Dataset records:
** Begin **

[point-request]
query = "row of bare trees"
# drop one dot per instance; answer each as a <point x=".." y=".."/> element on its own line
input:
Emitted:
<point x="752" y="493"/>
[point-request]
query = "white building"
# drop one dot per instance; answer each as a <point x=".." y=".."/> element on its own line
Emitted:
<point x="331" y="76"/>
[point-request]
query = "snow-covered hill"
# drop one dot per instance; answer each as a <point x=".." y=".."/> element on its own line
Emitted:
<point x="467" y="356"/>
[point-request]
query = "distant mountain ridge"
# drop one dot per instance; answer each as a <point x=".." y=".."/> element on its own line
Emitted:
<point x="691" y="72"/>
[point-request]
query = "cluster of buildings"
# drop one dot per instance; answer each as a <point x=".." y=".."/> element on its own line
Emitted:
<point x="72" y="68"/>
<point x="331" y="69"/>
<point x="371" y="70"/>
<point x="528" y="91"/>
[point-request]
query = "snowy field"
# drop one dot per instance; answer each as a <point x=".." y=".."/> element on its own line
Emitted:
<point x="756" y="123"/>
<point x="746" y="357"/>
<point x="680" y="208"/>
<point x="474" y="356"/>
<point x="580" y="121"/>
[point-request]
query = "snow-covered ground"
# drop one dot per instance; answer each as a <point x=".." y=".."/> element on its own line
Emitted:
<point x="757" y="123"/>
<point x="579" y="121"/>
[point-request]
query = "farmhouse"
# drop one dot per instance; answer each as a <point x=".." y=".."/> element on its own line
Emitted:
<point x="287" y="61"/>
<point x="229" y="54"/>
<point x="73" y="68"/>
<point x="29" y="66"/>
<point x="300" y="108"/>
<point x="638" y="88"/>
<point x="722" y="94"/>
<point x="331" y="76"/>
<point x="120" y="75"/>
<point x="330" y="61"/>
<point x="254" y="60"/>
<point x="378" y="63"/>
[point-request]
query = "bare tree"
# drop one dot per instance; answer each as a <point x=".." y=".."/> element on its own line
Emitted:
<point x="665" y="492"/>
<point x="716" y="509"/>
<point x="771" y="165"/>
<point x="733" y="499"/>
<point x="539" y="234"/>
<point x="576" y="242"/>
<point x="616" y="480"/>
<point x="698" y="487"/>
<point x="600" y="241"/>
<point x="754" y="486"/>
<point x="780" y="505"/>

** End **

Problem requirements: In the lines above, replace every instance of "Emitted" with "Output" and leave everything else unchanged.

Written reply:
[point-request]
query = "row of bare trees"
# drop one dot per instance; answer each as a <point x=".." y=".."/> element on its own line
input:
Output:
<point x="752" y="493"/>
[point-request]
query = "white building"
# drop one dot per instance; answer each as a <point x=".." y=".."/> element on its own line
Output:
<point x="331" y="76"/>
[point-request]
query = "snow-covered hill"
# drop one dot per instance; answer each as a <point x=".." y=".."/> element on its own line
Output:
<point x="467" y="356"/>
[point-request]
query = "distant mountain ridge"
# drop one dot per instance; answer each as a <point x=".." y=".."/> element on its own line
Output:
<point x="691" y="72"/>
[point-request]
query = "cluster of buildings"
# drop one dot per instance; answer each as a <point x=".." y=".."/> element on its own line
Output:
<point x="72" y="68"/>
<point x="331" y="69"/>
<point x="371" y="70"/>
<point x="528" y="91"/>
[point-request]
query = "snowy field"
# drop one dot per instance; answer each as a <point x=".." y=".."/> element on its own line
Output:
<point x="756" y="123"/>
<point x="746" y="357"/>
<point x="680" y="208"/>
<point x="474" y="356"/>
<point x="580" y="121"/>
[point-request]
query = "snow-covered ground"
# drop one dot per instance; answer each as a <point x=".." y=".."/> element on its own line
Output:
<point x="757" y="123"/>
<point x="579" y="121"/>
[point-request]
query = "farmhouse"
# drop one dot per instance; answer each as a <point x=".." y=".."/> element on its own line
Output:
<point x="287" y="61"/>
<point x="229" y="54"/>
<point x="73" y="68"/>
<point x="29" y="66"/>
<point x="300" y="108"/>
<point x="638" y="88"/>
<point x="722" y="94"/>
<point x="331" y="76"/>
<point x="120" y="75"/>
<point x="330" y="61"/>
<point x="254" y="60"/>
<point x="378" y="63"/>
[point-request]
query = "bare tree"
# drop one dot per instance; answer each as a <point x=".." y=".."/> element on its own line
Output:
<point x="665" y="492"/>
<point x="716" y="509"/>
<point x="771" y="165"/>
<point x="733" y="499"/>
<point x="539" y="234"/>
<point x="576" y="242"/>
<point x="616" y="480"/>
<point x="698" y="487"/>
<point x="600" y="241"/>
<point x="754" y="486"/>
<point x="780" y="505"/>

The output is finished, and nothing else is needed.